Records drawn from a dataset

:::

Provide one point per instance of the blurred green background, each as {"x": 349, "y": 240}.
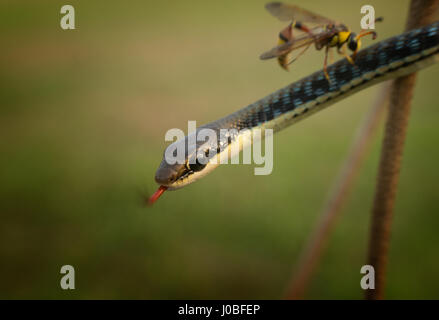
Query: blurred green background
{"x": 83, "y": 118}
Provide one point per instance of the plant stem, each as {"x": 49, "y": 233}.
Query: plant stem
{"x": 421, "y": 12}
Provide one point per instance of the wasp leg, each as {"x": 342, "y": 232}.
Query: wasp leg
{"x": 342, "y": 51}
{"x": 301, "y": 53}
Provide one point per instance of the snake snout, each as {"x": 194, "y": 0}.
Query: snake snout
{"x": 165, "y": 176}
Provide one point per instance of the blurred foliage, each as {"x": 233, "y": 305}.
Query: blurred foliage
{"x": 83, "y": 118}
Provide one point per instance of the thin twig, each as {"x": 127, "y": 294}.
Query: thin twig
{"x": 421, "y": 12}
{"x": 338, "y": 195}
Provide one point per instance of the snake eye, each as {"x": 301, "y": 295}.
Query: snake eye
{"x": 197, "y": 166}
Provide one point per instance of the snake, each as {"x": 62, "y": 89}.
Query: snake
{"x": 388, "y": 59}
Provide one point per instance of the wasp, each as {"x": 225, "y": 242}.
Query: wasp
{"x": 325, "y": 33}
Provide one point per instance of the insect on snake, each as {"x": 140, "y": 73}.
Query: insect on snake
{"x": 391, "y": 58}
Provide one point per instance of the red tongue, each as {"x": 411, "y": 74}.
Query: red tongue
{"x": 156, "y": 195}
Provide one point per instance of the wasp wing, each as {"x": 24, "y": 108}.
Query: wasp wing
{"x": 315, "y": 35}
{"x": 288, "y": 12}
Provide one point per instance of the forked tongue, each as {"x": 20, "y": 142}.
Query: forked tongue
{"x": 156, "y": 195}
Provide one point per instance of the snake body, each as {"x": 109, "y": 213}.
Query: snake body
{"x": 387, "y": 59}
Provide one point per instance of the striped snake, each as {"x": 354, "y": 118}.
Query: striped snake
{"x": 387, "y": 59}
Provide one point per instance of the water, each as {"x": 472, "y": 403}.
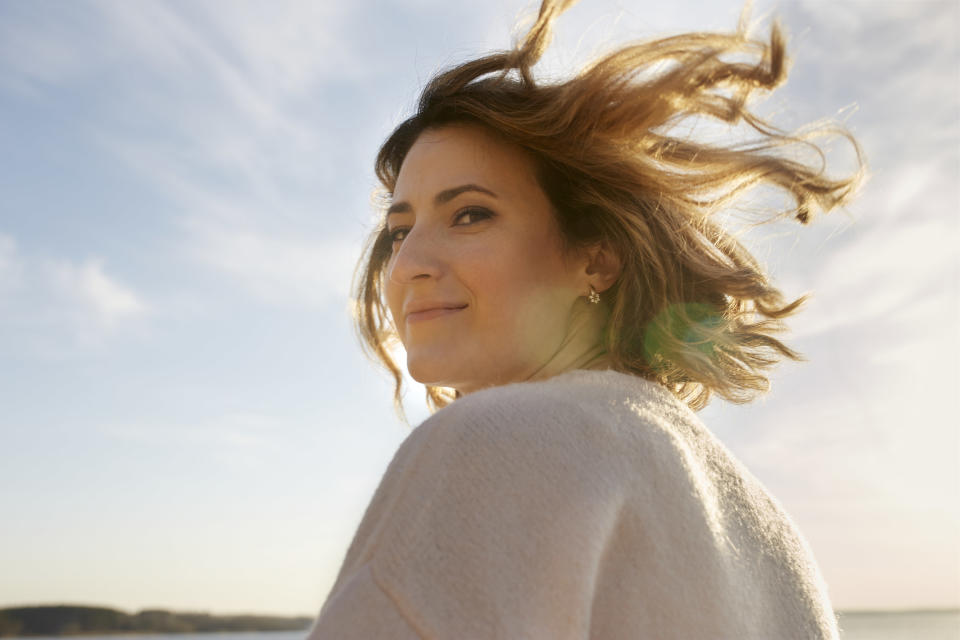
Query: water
{"x": 910, "y": 625}
{"x": 894, "y": 625}
{"x": 213, "y": 635}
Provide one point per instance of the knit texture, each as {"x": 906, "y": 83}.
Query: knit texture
{"x": 593, "y": 505}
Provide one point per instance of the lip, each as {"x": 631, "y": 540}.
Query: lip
{"x": 422, "y": 313}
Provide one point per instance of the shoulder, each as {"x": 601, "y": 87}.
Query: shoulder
{"x": 574, "y": 419}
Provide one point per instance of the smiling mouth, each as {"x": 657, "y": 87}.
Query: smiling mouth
{"x": 430, "y": 314}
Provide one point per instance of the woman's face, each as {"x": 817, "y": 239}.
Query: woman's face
{"x": 478, "y": 284}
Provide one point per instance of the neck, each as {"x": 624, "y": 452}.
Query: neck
{"x": 582, "y": 347}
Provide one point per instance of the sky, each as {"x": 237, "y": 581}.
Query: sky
{"x": 186, "y": 418}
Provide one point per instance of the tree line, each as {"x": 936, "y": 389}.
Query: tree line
{"x": 64, "y": 620}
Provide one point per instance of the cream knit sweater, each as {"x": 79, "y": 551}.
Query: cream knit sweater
{"x": 593, "y": 505}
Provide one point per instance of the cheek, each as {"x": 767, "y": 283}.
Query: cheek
{"x": 394, "y": 297}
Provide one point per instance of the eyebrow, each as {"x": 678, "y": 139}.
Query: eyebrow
{"x": 441, "y": 198}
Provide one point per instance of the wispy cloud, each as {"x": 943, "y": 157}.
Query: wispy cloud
{"x": 49, "y": 304}
{"x": 89, "y": 285}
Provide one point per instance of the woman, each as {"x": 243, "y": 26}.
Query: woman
{"x": 549, "y": 262}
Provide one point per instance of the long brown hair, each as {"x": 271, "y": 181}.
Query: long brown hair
{"x": 692, "y": 309}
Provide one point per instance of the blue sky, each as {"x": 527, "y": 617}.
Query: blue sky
{"x": 187, "y": 420}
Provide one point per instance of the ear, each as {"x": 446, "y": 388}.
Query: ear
{"x": 603, "y": 266}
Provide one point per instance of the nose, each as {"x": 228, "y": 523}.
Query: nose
{"x": 418, "y": 257}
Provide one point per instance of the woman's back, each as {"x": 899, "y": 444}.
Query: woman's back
{"x": 591, "y": 505}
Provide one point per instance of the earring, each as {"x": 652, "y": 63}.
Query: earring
{"x": 594, "y": 297}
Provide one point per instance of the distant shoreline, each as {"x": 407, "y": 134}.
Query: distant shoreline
{"x": 78, "y": 620}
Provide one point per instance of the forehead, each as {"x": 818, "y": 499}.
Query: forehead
{"x": 450, "y": 156}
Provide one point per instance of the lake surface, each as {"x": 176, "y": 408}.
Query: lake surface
{"x": 911, "y": 625}
{"x": 908, "y": 625}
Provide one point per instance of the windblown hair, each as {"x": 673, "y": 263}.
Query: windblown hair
{"x": 692, "y": 309}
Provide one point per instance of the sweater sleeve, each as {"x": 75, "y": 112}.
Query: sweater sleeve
{"x": 497, "y": 530}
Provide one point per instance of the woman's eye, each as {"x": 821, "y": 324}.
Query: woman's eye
{"x": 398, "y": 234}
{"x": 470, "y": 216}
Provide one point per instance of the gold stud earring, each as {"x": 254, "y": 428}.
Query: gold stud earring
{"x": 594, "y": 297}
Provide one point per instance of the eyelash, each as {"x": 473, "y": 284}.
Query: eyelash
{"x": 485, "y": 214}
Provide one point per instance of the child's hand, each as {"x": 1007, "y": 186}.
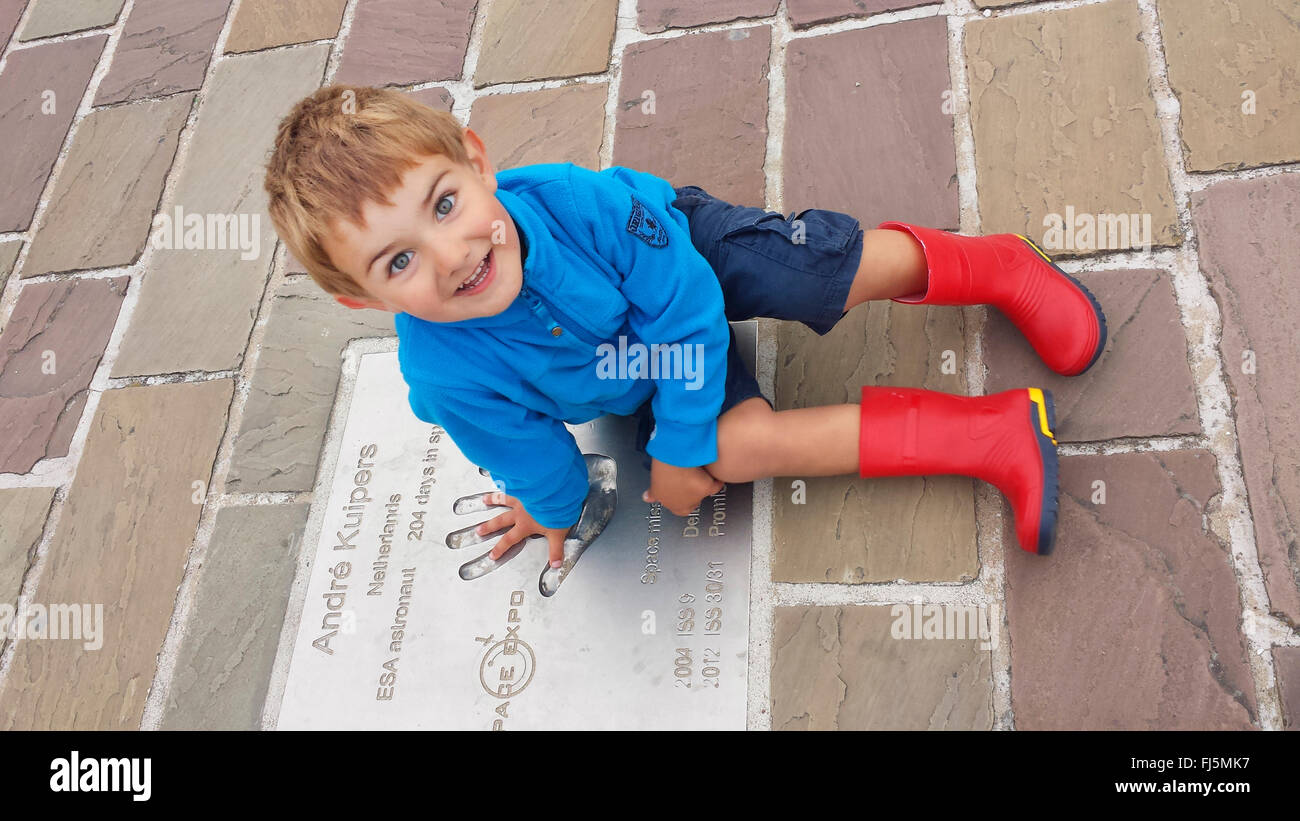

:::

Except for the pictures, write the data out exactly.

> [Answer]:
Provide one point per instance of the blurred green background, each as {"x": 349, "y": 240}.
Query: blurred green background
{"x": 83, "y": 118}
Provide one point per instance of the plant stem, each as {"x": 49, "y": 233}.
Query: plant stem
{"x": 421, "y": 12}
Provide one point per instance of the wasp leg, each as {"x": 342, "y": 232}.
Query: wasp leg
{"x": 342, "y": 51}
{"x": 301, "y": 53}
Provide one point per instance of the snake snout, each as {"x": 194, "y": 0}.
Query: snake snout
{"x": 165, "y": 176}
Provide one point per instance of the blurred foliage, each as {"x": 233, "y": 305}.
Query: blurred foliage
{"x": 83, "y": 118}
Provide one point per instance of the thin twig, each as {"x": 127, "y": 294}.
Query: thin twig
{"x": 421, "y": 12}
{"x": 338, "y": 195}
Provide one point per instance of the snake eye, each as {"x": 301, "y": 295}.
Query: snake eye
{"x": 197, "y": 166}
Provide one point per instance of the snake, each as {"x": 62, "y": 89}.
Query: snake
{"x": 388, "y": 59}
Provide one point per instance of the wasp, each as {"x": 225, "y": 242}.
Query: wasp
{"x": 325, "y": 33}
Provide one point per instance of the insect on snake, each as {"x": 140, "y": 73}.
Query: insect on snake
{"x": 391, "y": 58}
Provide one point per instance of the red tongue, each as {"x": 411, "y": 74}.
Query: red tongue
{"x": 156, "y": 195}
Provide one point per instance of the wasp wing, each as {"x": 24, "y": 108}.
Query: wasp wing
{"x": 315, "y": 35}
{"x": 288, "y": 12}
Provide one point per instance of the forked tongue, each as {"x": 20, "y": 142}.
Query: forked tongue
{"x": 156, "y": 195}
Provide one point per instance of the snake body, each as {"x": 109, "y": 213}.
Query: snake body
{"x": 387, "y": 59}
Provide one point per instance of the striped snake, each as {"x": 354, "y": 118}.
Query: striped snake
{"x": 387, "y": 59}
Provide one point per instance of the water, each as {"x": 472, "y": 403}.
Query: water
{"x": 910, "y": 625}
{"x": 894, "y": 625}
{"x": 213, "y": 635}
Provide one point per instance of the knit texture, each as {"x": 906, "y": 83}.
Query: knit texture
{"x": 593, "y": 505}
Provide one point per instance of the lip, each as {"x": 631, "y": 540}.
Query: lip
{"x": 422, "y": 313}
Provide one point per instance of the shoulder, each as {"x": 601, "y": 87}.
Query: shoulder
{"x": 574, "y": 419}
Provide one point per instance of the smiling mouth, each as {"x": 657, "y": 87}.
Query: smiling mouth
{"x": 430, "y": 314}
Provide one point per instance of the woman's face, each as {"x": 817, "y": 239}.
Query: woman's face
{"x": 478, "y": 284}
Provide one point per instance of the neck, each as {"x": 624, "y": 452}.
Query: neck
{"x": 582, "y": 347}
Provide one point per instance of the sky, each as {"x": 237, "y": 581}.
Query: sky
{"x": 186, "y": 418}
Provide one point per instance of the tree line, each as {"x": 936, "y": 389}.
Query: tree line
{"x": 64, "y": 620}
Provide one point per instance of the cream knit sweater, each as {"x": 79, "y": 551}.
Query: cream knit sweater
{"x": 593, "y": 505}
Provide one point per instance of the cheek, each as {"x": 767, "y": 283}.
Query: cheek
{"x": 394, "y": 297}
Provide one point per instance of the eyebrow, each as {"x": 678, "y": 139}.
Query: eyebrow
{"x": 441, "y": 198}
Provide one point per instance of the wispy cloud, each as {"x": 943, "y": 157}.
Query: wispy cloud
{"x": 49, "y": 304}
{"x": 89, "y": 285}
Provide one point per instance of the woman, each as {"x": 243, "y": 26}.
Query: woman
{"x": 549, "y": 262}
Provide one point per instance of the long brown hair, each as {"x": 271, "y": 181}.
Query: long brown hair
{"x": 692, "y": 309}
Provide one point per instance of the blue sky, each as {"x": 527, "y": 617}.
Query: blue sky
{"x": 187, "y": 420}
Provide one point per instance of the ear, each as {"x": 446, "y": 388}.
Query: ear
{"x": 603, "y": 266}
Provide one point per instance of the nose, each as {"x": 228, "y": 523}.
Query: nose
{"x": 418, "y": 257}
Provide one point per instance of the woman's back, each as {"x": 899, "y": 444}.
Query: woman's back
{"x": 591, "y": 505}
Provide one point per instance of the earring, each as {"x": 652, "y": 63}.
Query: earring
{"x": 594, "y": 297}
Provide one point per instance of the distant shoreline, each as {"x": 407, "y": 134}.
Query: distant shoreline
{"x": 78, "y": 620}
Provide one point per instance of the forehead, each as {"x": 818, "y": 499}.
Query: forehead
{"x": 450, "y": 156}
Provide one point per instance of the lake surface, each as {"x": 176, "y": 408}.
Query: lake surface
{"x": 911, "y": 625}
{"x": 908, "y": 625}
Provide one point per instance of the windblown hair, each as {"x": 673, "y": 263}.
Query: windblown hair
{"x": 692, "y": 309}
Provide one point per instance of the sweater sleeve, each as {"x": 75, "y": 112}.
Query: sweater sleeve
{"x": 497, "y": 530}
Provide one point per instance of the woman's eye, each as {"x": 821, "y": 324}.
Query: woman's eye
{"x": 398, "y": 234}
{"x": 470, "y": 216}
Provide one point per instance of the gold stud earring, each as {"x": 254, "y": 428}.
Query: gold stud earring
{"x": 594, "y": 297}
Provide one point per instance of the eyelash, each as {"x": 473, "y": 284}.
Query: eyelash
{"x": 485, "y": 214}
Provide one point per instance of the child's hand, each as {"x": 1007, "y": 186}.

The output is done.